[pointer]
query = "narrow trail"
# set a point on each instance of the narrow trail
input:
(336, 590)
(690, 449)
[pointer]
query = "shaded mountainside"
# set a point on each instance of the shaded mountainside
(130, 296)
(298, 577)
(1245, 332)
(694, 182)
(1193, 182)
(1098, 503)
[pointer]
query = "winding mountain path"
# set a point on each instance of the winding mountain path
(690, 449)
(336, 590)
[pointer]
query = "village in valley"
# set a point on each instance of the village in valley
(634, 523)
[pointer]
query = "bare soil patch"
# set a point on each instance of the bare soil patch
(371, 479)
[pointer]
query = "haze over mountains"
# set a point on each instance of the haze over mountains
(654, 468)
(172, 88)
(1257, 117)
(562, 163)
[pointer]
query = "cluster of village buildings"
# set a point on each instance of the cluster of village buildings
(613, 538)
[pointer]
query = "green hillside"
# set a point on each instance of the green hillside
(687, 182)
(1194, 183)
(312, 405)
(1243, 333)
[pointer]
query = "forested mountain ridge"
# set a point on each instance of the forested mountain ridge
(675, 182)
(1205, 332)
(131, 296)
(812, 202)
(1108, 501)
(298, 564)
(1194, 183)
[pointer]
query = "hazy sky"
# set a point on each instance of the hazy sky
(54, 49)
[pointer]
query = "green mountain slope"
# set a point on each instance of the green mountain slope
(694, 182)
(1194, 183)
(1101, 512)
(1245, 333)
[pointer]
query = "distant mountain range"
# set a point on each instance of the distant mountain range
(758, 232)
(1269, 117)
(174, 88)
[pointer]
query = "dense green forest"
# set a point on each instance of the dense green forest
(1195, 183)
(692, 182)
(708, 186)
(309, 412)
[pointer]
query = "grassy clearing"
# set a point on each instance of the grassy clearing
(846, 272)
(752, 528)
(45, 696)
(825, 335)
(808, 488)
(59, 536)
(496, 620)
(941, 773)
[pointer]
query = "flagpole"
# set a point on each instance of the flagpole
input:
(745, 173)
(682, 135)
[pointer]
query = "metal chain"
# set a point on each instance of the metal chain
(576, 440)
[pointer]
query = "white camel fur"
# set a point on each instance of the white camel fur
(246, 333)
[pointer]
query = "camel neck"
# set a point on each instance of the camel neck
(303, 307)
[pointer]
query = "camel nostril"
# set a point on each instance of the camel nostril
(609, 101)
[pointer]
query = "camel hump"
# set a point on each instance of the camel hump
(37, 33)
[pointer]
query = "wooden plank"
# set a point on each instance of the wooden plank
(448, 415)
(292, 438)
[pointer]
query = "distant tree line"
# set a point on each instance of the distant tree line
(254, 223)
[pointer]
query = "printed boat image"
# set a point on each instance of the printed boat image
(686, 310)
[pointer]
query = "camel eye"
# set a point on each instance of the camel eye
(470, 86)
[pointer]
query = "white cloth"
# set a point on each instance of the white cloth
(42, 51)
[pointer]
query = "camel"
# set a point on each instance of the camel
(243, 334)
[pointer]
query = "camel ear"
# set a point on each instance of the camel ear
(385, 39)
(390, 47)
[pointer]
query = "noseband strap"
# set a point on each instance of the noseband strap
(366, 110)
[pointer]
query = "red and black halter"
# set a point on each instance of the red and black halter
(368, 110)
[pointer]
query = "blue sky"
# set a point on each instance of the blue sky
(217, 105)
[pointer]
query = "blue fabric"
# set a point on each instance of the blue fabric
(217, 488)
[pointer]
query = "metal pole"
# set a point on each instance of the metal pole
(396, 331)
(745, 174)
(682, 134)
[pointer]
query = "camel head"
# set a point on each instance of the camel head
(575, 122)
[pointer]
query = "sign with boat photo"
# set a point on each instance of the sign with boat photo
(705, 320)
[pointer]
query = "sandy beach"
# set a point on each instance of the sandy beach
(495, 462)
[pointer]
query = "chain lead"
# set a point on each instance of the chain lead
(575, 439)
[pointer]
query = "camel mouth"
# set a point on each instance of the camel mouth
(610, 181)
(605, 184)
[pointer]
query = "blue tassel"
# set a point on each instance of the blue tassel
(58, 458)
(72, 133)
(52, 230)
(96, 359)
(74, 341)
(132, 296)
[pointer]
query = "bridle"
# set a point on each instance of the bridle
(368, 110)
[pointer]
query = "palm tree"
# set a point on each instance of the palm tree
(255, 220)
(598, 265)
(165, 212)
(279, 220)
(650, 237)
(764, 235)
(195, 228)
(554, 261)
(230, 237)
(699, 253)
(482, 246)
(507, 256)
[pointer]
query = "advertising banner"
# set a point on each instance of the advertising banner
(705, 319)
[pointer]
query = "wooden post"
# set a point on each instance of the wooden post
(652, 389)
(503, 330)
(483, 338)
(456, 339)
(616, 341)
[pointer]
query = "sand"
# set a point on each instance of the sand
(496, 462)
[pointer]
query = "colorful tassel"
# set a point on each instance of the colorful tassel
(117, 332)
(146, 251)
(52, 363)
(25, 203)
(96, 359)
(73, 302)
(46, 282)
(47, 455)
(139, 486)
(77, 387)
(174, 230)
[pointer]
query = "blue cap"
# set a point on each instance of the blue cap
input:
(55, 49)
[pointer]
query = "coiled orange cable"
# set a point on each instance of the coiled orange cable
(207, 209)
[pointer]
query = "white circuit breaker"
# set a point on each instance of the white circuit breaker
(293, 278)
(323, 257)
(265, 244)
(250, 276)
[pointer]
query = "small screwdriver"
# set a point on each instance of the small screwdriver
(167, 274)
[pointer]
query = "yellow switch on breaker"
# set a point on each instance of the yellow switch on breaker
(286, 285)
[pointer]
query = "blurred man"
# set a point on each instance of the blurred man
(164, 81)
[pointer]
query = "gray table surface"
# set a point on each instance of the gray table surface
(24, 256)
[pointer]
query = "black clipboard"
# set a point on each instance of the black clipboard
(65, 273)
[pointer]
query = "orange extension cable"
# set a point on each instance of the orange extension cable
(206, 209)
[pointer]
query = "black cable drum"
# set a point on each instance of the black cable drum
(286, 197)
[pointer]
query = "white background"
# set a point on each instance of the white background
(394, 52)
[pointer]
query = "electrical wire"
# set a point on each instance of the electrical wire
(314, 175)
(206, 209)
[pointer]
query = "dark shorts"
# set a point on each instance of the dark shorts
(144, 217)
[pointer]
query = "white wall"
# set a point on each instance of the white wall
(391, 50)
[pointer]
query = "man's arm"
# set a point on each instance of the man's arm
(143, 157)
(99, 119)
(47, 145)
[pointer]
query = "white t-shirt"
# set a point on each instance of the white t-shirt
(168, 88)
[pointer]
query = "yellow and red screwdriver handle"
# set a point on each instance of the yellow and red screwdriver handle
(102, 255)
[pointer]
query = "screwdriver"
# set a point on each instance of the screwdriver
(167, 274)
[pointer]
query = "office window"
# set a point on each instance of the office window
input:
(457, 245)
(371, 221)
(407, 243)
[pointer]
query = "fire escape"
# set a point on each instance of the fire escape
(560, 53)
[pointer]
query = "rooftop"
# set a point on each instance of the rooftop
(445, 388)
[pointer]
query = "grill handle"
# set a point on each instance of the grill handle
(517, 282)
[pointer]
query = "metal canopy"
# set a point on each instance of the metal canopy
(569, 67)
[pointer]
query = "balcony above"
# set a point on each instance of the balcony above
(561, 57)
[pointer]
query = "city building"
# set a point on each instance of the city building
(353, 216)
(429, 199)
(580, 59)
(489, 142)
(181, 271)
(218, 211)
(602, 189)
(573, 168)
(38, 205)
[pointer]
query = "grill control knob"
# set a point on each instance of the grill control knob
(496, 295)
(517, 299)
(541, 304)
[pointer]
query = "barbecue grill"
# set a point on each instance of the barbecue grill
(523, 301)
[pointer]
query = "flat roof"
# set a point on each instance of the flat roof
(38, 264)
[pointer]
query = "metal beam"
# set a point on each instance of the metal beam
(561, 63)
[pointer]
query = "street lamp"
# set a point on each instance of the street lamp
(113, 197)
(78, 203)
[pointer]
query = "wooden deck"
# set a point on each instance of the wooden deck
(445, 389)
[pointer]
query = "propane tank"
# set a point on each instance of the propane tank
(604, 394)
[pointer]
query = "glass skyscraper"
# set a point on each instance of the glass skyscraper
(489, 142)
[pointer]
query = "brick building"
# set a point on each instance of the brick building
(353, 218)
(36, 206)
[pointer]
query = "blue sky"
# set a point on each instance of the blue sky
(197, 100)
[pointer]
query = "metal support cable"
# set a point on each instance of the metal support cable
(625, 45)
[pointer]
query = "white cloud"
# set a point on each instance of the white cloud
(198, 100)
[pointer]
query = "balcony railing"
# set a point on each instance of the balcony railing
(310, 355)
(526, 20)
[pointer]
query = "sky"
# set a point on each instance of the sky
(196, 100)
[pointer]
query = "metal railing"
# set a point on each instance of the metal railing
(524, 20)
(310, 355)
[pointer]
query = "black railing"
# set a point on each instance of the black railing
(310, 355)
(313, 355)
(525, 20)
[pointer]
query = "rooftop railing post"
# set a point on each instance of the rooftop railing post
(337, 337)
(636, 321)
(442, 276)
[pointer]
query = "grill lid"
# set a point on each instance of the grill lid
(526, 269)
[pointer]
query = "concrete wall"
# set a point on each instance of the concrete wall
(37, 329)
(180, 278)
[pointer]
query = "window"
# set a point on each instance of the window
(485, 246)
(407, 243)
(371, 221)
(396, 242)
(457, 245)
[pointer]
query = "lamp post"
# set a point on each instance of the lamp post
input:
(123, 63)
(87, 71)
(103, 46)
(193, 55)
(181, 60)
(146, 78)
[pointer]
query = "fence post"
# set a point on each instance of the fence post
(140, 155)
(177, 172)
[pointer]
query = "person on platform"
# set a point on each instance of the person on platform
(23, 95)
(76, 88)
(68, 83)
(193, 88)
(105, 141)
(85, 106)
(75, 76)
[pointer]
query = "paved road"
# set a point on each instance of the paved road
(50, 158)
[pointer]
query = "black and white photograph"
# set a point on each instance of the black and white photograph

________________________

§ TASK DETAILS
Repeat the listing above word for word, beginning with its first line and stopping after the line that contains "(1098, 503)".

§ PROBLEM SOLUTION
[pointer]
query = "narrow trail"
# set a point on each instance of the narrow trail
input:
(336, 590)
(690, 449)
[pointer]
query = "shaded mountainside"
# set a point on each instance of the shaded mountainside
(130, 296)
(298, 577)
(1245, 332)
(694, 182)
(1193, 182)
(1098, 503)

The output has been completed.